* **Task goal**
Rewrite the records below, replacing every "Crossing-audit request" with "Labeling request" and leaving everything else unchanged.

* **Available data**
-.-.-

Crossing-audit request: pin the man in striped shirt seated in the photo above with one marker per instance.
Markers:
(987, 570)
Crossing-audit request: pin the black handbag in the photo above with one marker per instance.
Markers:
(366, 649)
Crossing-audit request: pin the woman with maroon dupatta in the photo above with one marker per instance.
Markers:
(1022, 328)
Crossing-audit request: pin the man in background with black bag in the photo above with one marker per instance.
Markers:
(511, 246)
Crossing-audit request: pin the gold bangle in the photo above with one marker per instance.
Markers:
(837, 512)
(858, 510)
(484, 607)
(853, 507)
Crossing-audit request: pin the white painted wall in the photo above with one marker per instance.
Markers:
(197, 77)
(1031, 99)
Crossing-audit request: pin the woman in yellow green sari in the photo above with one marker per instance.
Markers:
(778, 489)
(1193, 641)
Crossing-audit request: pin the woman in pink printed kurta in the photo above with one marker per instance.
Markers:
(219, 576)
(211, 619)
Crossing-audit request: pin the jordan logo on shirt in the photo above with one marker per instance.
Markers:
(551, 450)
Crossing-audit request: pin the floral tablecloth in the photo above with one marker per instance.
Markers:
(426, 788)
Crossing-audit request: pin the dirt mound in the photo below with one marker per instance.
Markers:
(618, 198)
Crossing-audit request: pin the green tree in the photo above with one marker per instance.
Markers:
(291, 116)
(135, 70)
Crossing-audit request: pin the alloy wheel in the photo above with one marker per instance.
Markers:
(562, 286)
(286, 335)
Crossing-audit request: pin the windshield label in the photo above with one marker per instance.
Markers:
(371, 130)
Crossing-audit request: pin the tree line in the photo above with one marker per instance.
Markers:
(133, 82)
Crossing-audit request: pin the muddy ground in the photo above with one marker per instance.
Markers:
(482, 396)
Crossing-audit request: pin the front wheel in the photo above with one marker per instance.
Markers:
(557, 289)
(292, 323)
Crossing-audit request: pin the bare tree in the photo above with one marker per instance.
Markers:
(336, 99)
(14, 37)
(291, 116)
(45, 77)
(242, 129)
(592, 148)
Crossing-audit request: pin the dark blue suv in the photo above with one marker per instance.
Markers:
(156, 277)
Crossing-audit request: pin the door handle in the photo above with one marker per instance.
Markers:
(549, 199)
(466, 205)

-.-.-

* **Exercise answer**
Labeling request: pin the man in striped shirt seated in the photo above with one marker per instance.
Markers:
(987, 570)
Labeling request: pin the black handbag in the photo above with one marker per instance.
Markers:
(366, 649)
Labeling request: pin the woman with maroon dupatta in the photo above with one marker per instance.
Markers:
(1022, 328)
Labeling request: pin the man in background with black bag in the photo above with one marker per instance.
Markers:
(511, 246)
Labeling request: pin the gold bangle in the photo above with one marker per instance.
Markers:
(837, 512)
(858, 510)
(484, 607)
(853, 507)
Labeling request: pin the white painted wall in the photo above with one marker per instance.
Markers:
(197, 77)
(1031, 99)
Labeling request: pin the woman in yellow green sari in the photo above with one marker per instance.
Markers:
(778, 489)
(1193, 641)
Labeling request: pin the woman in pink printed kurta in the photo above with one marker per instance.
Markers:
(219, 576)
(211, 619)
Labeling request: pin the jordan logo on shirt in the photo above with one marker per instance.
Markers:
(551, 450)
Labeling request: pin the floral tablecloth in the photo above with one marker per instance.
Markers:
(426, 788)
Labeling request: pin the dirt mound in the photo below with one marker per instance.
Markers:
(618, 198)
Labeling request: pin the green tree in the photo above with one marker per instance.
Markers:
(291, 116)
(135, 70)
Labeling request: pin the alloy wheel in the photo above with one marker per instance.
Markers:
(562, 286)
(286, 335)
Labeling request: pin the windshield label in the photo above with one marker per instance.
Markers:
(371, 130)
Labeling request: pin the tree line in the photo above with one marker per instance.
Markers:
(133, 82)
Labeling request: pin the muddy ground in the photo above with one marker per instance.
Markers:
(482, 396)
Labeling request: pin the front wheel in the photo above with one marker per instance.
Markers:
(557, 289)
(292, 323)
Labeling request: pin the bare tree in the photo above with one marker per instance.
Markers:
(336, 99)
(14, 37)
(291, 116)
(45, 77)
(242, 129)
(592, 148)
Labeling request: pin the dark blue suv in the photo above with one marker per instance.
Markers:
(156, 277)
Labeling request: pin the door handle in the photo above with one marker per instance.
Markers:
(549, 199)
(466, 205)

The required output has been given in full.